## TASK STATEMENT:
Transcribe every one of the following records line for line, without altering any character.

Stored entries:
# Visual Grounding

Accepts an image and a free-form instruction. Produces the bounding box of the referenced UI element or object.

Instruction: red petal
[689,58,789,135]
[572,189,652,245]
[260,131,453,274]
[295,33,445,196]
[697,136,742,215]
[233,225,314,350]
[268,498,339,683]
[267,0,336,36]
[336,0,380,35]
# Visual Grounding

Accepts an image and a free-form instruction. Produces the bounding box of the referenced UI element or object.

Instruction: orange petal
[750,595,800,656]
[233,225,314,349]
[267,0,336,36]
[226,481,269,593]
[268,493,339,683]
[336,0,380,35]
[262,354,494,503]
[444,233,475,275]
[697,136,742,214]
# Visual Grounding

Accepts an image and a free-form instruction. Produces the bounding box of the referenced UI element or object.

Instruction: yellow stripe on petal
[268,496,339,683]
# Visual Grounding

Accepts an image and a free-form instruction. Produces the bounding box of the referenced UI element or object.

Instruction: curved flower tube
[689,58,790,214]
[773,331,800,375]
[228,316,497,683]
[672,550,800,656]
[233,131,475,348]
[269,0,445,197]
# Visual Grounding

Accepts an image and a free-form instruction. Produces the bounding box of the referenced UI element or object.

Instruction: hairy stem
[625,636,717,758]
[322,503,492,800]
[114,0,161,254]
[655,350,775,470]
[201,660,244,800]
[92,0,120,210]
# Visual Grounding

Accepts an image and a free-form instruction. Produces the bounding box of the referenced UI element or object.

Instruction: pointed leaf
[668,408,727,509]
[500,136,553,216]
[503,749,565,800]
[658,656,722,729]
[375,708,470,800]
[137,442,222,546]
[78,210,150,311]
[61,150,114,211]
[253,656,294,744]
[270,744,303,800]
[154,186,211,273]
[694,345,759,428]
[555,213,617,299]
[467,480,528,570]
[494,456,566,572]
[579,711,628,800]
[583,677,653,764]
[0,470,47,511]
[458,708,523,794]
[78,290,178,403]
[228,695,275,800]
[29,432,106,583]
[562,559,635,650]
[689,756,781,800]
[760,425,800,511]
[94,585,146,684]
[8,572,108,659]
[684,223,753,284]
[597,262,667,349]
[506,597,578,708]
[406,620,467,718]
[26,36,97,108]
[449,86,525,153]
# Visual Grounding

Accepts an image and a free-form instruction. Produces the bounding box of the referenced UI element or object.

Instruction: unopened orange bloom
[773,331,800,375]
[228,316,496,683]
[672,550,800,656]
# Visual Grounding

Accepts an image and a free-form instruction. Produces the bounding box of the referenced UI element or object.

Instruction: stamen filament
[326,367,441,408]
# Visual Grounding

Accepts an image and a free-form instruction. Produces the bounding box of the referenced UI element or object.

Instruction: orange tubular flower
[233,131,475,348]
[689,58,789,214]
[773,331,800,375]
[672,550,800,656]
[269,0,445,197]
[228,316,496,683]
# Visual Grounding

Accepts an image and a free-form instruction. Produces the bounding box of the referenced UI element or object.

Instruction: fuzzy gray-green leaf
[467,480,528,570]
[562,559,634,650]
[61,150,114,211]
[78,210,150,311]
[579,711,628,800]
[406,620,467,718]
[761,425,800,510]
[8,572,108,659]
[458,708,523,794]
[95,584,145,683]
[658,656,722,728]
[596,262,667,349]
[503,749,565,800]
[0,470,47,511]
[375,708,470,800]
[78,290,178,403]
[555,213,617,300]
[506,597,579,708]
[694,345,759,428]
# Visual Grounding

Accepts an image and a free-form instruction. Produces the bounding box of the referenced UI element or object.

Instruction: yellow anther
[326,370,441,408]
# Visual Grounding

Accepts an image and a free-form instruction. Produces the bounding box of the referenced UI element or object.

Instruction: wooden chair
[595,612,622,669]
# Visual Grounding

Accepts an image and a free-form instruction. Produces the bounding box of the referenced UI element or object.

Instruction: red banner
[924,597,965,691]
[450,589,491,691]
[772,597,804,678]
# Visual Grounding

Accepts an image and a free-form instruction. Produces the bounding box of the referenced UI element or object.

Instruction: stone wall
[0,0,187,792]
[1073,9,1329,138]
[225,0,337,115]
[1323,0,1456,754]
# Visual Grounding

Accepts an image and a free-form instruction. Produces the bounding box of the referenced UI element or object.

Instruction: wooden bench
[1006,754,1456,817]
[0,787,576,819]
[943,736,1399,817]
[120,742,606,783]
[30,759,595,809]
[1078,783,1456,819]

## FULL RESPONSE:
# Visual Grounding

Accepts an image and a free-form instruction. Produces the bounding box of the referenced UI element or object.

Instruction: red petal
[689,58,789,135]
[572,189,652,245]
[260,131,453,274]
[295,33,445,196]
[697,136,742,215]
[233,225,314,350]
[268,498,339,683]
[267,0,336,36]
[336,0,380,35]
# Visual Grounding

Accepts an image and a free-form instruction. Produces the bounding box of the referenced UI element or object.

Instruction: orange petal
[750,595,800,656]
[233,225,314,349]
[267,0,336,36]
[226,481,269,593]
[268,493,339,683]
[336,0,380,35]
[262,354,494,503]
[444,233,475,275]
[697,136,742,214]
# Visual Grounding

Accepts an image and a free-form instruction. Produces the bounding box of the referenced UI element or object.

Instruction: yellow stripe on petal
[268,496,339,683]
# Visual Grounding

Accepts an image and a free-form instruction. Produces the bounding box of the referenced UI element or object.

Instruction: curved flower tube
[689,58,790,214]
[773,331,800,375]
[228,316,497,683]
[672,550,800,656]
[233,131,475,348]
[269,0,445,197]
# Visual Grounding

Accepts an image and a free-form instruction. Produces the bounding box of the referenced UI element or object.

Instruction: hairy stem
[625,636,717,758]
[322,503,492,800]
[114,0,161,254]
[655,350,775,470]
[201,660,244,800]
[92,0,120,210]
# Visual Grounding

Accepts an image and a free-form instruction. Produces the bounding box of the referenced UI element or object.

Instruction: pointed leaf
[668,408,727,509]
[500,136,553,216]
[503,749,565,800]
[658,656,722,729]
[375,708,470,800]
[137,442,222,546]
[78,210,150,311]
[61,150,114,211]
[253,656,294,744]
[270,744,303,800]
[154,186,211,273]
[694,345,759,428]
[555,213,617,299]
[467,480,528,570]
[494,456,566,572]
[579,711,628,800]
[583,677,653,764]
[0,470,47,511]
[458,708,523,794]
[78,290,178,403]
[228,695,275,800]
[29,432,106,583]
[562,559,635,650]
[689,756,781,800]
[760,425,800,511]
[94,585,146,684]
[8,572,108,659]
[684,223,753,284]
[597,262,667,349]
[506,597,578,708]
[406,620,467,718]
[26,36,97,108]
[449,86,525,153]
# Visual Grounding

Accepts an image and a free-form instruction. Produces the bounding box of the referenced UI element or object.

Instruction: unopened orange bloom
[773,331,800,375]
[228,316,496,683]
[672,550,800,656]
# Visual Grounding

Accepts an image and a free-form instruction. Produces the bounding box of the referenced UI element or object.

Instruction: stamen filament
[326,367,441,408]
# Visual Grounding

Accepts an image and a free-form instruction. Produces the bounding box of the referenced UI element or object.

Instruction: orange tubular flower
[233,131,475,348]
[689,58,789,214]
[773,331,800,375]
[672,550,800,656]
[269,0,445,197]
[228,316,496,683]
# Visual Grounding

Accepts an image and a free-form instruction. Produces the bounding box of the referenced UI element or object.

Instruction: fuzzy gray-green leaf
[467,480,528,570]
[562,559,634,650]
[61,150,114,211]
[78,210,150,311]
[579,711,628,800]
[406,620,467,718]
[761,425,800,510]
[8,572,108,659]
[458,708,523,794]
[95,584,145,683]
[658,656,722,728]
[596,262,667,349]
[503,749,565,800]
[0,470,47,511]
[375,708,470,800]
[78,290,178,403]
[555,213,617,300]
[506,597,579,708]
[694,345,759,428]
# Visual Grounding

Accepts an image and a free-form instruction. Produces the bounding box of the referenced UI element or object.

Instruction: yellow anther
[326,370,441,408]
# Visual Grounding

Accepts an image and a free-form instruction. Produces the bounding box of the referenced UI element or object.

Instruction: wooden chair
[595,612,622,669]
# Visual Grounding

Accepts an image and a free-form instruction. Produces the bounding box of the referenced UI element or object.

Instruction: red banner
[924,597,965,691]
[450,589,491,691]
[772,597,804,678]
# Visual Grounding

Accepts an image and a free-form instruction. Produces the bounding box of the referenced UI element or object.

Instruction: stone wall
[0,0,187,792]
[1073,9,1329,138]
[225,0,337,115]
[1323,0,1456,754]
# Visual Grounding

Accepts an image and a free-form instruction. Produces the bounding box of the referenced UI element or object.

Instruction: wooden bench
[1006,754,1456,817]
[0,787,576,819]
[943,736,1399,817]
[120,742,606,783]
[30,759,595,809]
[1078,783,1456,819]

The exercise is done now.